=== SUPPLIED ENTRIES ===
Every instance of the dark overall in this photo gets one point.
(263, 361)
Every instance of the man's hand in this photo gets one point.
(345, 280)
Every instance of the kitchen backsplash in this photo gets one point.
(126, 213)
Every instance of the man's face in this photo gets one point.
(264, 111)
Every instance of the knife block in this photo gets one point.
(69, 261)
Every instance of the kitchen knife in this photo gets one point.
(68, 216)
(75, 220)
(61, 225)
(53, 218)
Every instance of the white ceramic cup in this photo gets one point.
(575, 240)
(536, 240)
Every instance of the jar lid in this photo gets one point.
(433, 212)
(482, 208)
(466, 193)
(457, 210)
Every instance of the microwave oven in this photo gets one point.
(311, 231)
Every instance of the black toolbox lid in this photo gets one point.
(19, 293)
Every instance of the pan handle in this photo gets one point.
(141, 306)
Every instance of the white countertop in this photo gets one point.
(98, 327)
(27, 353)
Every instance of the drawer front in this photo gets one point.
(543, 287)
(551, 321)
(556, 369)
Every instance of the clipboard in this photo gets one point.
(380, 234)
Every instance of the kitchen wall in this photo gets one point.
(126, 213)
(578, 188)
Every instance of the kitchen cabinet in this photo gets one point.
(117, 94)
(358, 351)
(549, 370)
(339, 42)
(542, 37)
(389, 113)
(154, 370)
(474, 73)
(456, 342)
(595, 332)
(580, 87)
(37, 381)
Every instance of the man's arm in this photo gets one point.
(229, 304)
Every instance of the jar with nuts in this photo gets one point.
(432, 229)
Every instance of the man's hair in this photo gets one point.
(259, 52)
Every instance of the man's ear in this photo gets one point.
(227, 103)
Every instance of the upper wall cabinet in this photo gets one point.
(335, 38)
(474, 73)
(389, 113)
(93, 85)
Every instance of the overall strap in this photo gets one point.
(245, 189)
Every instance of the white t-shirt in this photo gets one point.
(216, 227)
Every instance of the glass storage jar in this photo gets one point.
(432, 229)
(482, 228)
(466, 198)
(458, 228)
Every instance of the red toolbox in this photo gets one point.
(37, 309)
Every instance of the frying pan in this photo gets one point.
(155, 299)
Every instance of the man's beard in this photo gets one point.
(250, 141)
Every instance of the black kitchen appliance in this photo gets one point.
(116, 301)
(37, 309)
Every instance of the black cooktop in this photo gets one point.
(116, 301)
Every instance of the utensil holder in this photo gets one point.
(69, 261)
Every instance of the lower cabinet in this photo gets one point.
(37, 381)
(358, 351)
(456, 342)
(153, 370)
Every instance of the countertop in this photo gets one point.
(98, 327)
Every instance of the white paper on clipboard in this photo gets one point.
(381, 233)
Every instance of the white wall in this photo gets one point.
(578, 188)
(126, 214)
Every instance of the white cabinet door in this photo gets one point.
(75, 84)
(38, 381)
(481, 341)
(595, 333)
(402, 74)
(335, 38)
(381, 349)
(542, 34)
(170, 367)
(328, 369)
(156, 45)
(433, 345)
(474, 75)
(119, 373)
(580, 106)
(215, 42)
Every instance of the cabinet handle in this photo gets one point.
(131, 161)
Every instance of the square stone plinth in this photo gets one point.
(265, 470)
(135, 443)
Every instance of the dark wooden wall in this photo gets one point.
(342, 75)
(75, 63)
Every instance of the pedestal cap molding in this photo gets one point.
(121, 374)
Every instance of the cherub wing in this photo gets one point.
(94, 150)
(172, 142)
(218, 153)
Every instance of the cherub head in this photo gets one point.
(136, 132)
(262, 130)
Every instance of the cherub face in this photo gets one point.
===
**AIM OF THE TASK:** Give the rows as a numbered list, starting with the row that contains "Every instance of the lower" and going on through the last row, and leave out any blank lines.

**FINISHED TASK:**
1. Every instance of the lower cabinet in this photo gets one point.
2. (37, 381)
3. (358, 351)
4. (456, 342)
5. (153, 370)
6. Every instance of the countertop in this photo gets one point.
7. (98, 327)
8. Every instance of the white paper on clipboard in this photo gets one point.
9. (381, 233)
10. Every instance of the white wall in this photo gets one point.
11. (578, 188)
12. (126, 214)
13. Every instance of the white cabinet door in this photo gets one point.
14. (75, 84)
15. (38, 381)
16. (481, 341)
17. (595, 333)
18. (402, 74)
19. (335, 38)
20. (381, 349)
21. (542, 34)
22. (170, 367)
23. (328, 369)
24. (156, 45)
25. (433, 345)
26. (474, 75)
27. (119, 373)
28. (580, 106)
29. (215, 42)
30. Every instance of the cabinet handle in this photo gets one point.
31. (131, 161)
32. Every instance of the square stone plinth in this photo gets one point.
33. (265, 470)
34. (135, 443)
35. Every instance of the dark wooden wall in this photo gets one point.
36. (342, 75)
37. (75, 63)
38. Every instance of the pedestal cap molding in this photo gets one point.
39. (121, 374)
40. Every instance of the cherub wing in this photo gets one point.
41. (94, 150)
42. (172, 142)
43. (218, 153)
44. Every instance of the cherub head in this photo gets one point.
45. (136, 132)
46. (262, 130)
47. Every instance of the cherub face in this photo gets one point.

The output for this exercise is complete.